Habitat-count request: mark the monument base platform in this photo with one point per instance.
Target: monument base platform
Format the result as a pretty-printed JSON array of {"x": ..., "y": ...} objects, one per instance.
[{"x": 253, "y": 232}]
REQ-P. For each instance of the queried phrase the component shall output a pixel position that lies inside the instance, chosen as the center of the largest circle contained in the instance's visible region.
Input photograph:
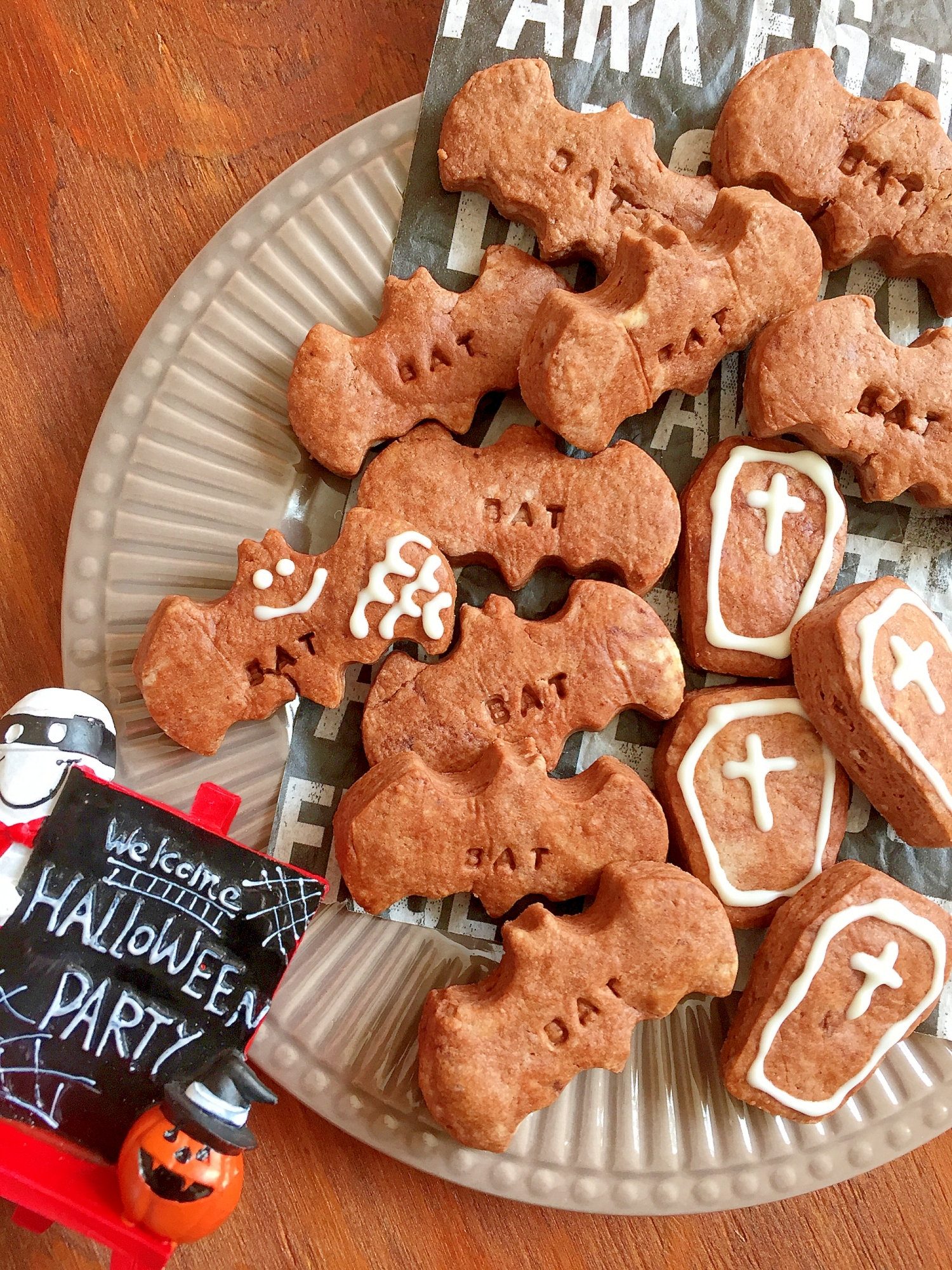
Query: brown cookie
(859, 397)
(290, 624)
(521, 504)
(432, 356)
(671, 309)
(874, 670)
(567, 998)
(849, 968)
(578, 181)
(756, 801)
(510, 679)
(764, 543)
(502, 830)
(873, 178)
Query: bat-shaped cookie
(510, 679)
(873, 178)
(501, 830)
(567, 996)
(874, 669)
(671, 309)
(830, 375)
(578, 181)
(432, 356)
(291, 624)
(849, 968)
(521, 504)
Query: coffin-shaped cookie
(756, 799)
(873, 178)
(577, 180)
(291, 624)
(849, 968)
(567, 998)
(874, 670)
(502, 830)
(765, 534)
(521, 504)
(510, 679)
(667, 314)
(432, 356)
(859, 397)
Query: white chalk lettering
(121, 1023)
(88, 1015)
(62, 1004)
(41, 896)
(588, 32)
(552, 15)
(221, 989)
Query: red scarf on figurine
(25, 834)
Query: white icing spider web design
(289, 904)
(45, 1100)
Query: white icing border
(868, 629)
(822, 476)
(893, 912)
(718, 718)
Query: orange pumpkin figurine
(181, 1166)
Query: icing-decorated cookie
(578, 181)
(522, 504)
(432, 356)
(873, 178)
(291, 624)
(765, 534)
(756, 799)
(510, 679)
(667, 314)
(43, 737)
(874, 670)
(849, 968)
(502, 830)
(567, 996)
(882, 407)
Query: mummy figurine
(41, 739)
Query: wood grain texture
(130, 133)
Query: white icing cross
(912, 667)
(776, 502)
(879, 972)
(756, 772)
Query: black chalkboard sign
(143, 947)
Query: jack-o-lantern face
(173, 1184)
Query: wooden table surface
(130, 133)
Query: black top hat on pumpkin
(214, 1107)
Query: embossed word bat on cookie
(578, 181)
(290, 624)
(671, 309)
(756, 799)
(521, 504)
(567, 996)
(874, 670)
(830, 375)
(508, 679)
(502, 830)
(873, 178)
(433, 355)
(849, 968)
(765, 534)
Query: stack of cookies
(752, 779)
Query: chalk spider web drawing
(289, 904)
(45, 1100)
(7, 999)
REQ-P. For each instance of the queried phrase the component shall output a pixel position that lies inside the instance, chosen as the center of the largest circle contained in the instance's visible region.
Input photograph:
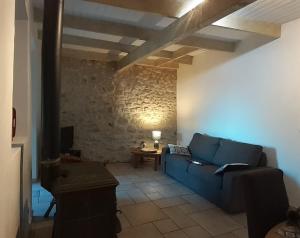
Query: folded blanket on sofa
(231, 167)
(179, 150)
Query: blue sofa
(224, 190)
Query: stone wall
(112, 112)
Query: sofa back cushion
(237, 152)
(203, 147)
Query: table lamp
(156, 135)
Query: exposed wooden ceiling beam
(81, 54)
(203, 15)
(178, 56)
(194, 41)
(153, 63)
(102, 26)
(169, 8)
(209, 44)
(186, 59)
(94, 43)
(262, 28)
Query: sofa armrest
(232, 189)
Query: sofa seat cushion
(203, 147)
(176, 166)
(205, 174)
(237, 152)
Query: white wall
(252, 97)
(22, 80)
(9, 163)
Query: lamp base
(156, 145)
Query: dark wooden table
(274, 232)
(138, 156)
(86, 203)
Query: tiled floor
(156, 206)
(41, 199)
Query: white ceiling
(274, 11)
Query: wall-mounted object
(14, 123)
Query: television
(66, 139)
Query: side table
(138, 156)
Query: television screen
(66, 140)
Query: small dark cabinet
(85, 197)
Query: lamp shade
(156, 135)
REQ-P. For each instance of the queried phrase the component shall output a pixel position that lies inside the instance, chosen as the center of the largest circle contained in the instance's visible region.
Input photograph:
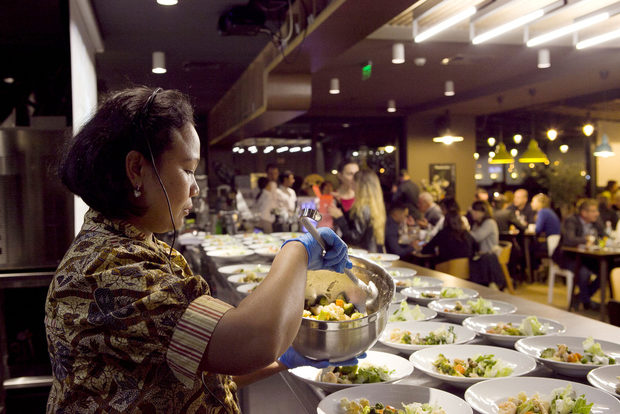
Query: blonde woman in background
(364, 224)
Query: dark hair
(483, 206)
(93, 162)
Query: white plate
(534, 345)
(381, 257)
(402, 368)
(424, 358)
(485, 396)
(237, 279)
(418, 281)
(463, 335)
(246, 288)
(231, 254)
(480, 324)
(395, 395)
(428, 313)
(500, 308)
(417, 294)
(243, 268)
(400, 272)
(606, 378)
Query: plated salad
(480, 306)
(364, 373)
(405, 313)
(339, 310)
(530, 326)
(592, 354)
(363, 406)
(480, 366)
(561, 401)
(437, 337)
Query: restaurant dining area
(310, 206)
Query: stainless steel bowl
(339, 341)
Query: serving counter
(301, 397)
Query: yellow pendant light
(533, 154)
(502, 156)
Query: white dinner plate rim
(542, 385)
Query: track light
(544, 59)
(440, 27)
(398, 53)
(596, 40)
(391, 105)
(571, 28)
(500, 30)
(334, 86)
(449, 88)
(159, 62)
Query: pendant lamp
(502, 156)
(604, 149)
(533, 154)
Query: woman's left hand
(292, 359)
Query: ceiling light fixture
(533, 154)
(544, 59)
(571, 28)
(391, 105)
(398, 53)
(500, 30)
(159, 62)
(604, 149)
(449, 88)
(440, 27)
(334, 86)
(597, 40)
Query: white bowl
(418, 281)
(440, 306)
(486, 396)
(463, 335)
(395, 395)
(606, 378)
(243, 268)
(231, 253)
(534, 345)
(246, 288)
(428, 313)
(424, 358)
(417, 294)
(237, 279)
(400, 366)
(400, 272)
(480, 324)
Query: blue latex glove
(292, 359)
(335, 259)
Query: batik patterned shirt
(127, 328)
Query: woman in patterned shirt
(130, 328)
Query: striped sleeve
(192, 335)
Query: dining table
(604, 257)
(298, 396)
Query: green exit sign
(367, 70)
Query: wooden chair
(555, 269)
(455, 267)
(504, 257)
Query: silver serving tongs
(370, 290)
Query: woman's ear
(134, 167)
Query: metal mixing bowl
(339, 341)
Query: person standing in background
(407, 193)
(345, 196)
(364, 224)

REQUIREMENTS: Starting with the line containing "Query: yellow pendant light" and going on through the end of the material, write out every line again, changing nothing except shifting each point coordinate in the answers up by 3.

TASK ANSWER:
Query: yellow pendant light
(536, 157)
(505, 159)
Query: white dinner plate rim
(545, 388)
Query: track light
(547, 62)
(443, 30)
(401, 56)
(599, 43)
(394, 108)
(574, 31)
(503, 33)
(337, 89)
(452, 91)
(162, 65)
Query: pendant lamp
(505, 159)
(607, 152)
(536, 157)
Query: woman's left hand
(295, 362)
Query: ceiling light fixture
(536, 157)
(547, 62)
(574, 31)
(394, 108)
(401, 56)
(503, 33)
(162, 65)
(607, 152)
(452, 91)
(443, 30)
(337, 89)
(600, 43)
Query: white bowl
(421, 284)
(443, 309)
(489, 399)
(466, 338)
(398, 398)
(609, 381)
(246, 271)
(234, 256)
(537, 348)
(249, 291)
(431, 316)
(427, 361)
(420, 297)
(240, 282)
(403, 369)
(403, 275)
(483, 327)
Query: blue latex glove
(295, 362)
(338, 262)
Query: batik patterned shirt
(130, 331)
Query: woman in patterned shirt
(133, 331)
Query: striped sleeve
(195, 338)
Query: dining table
(607, 260)
(301, 399)
Query: green exit sign
(370, 73)
Query: wooden chair
(558, 272)
(458, 270)
(507, 260)
Query: silver serving tongs
(373, 293)
Query: woman's ear
(137, 170)
Query: metal mixing bowl
(342, 344)
Query: person standing in background
(410, 196)
(348, 199)
(367, 227)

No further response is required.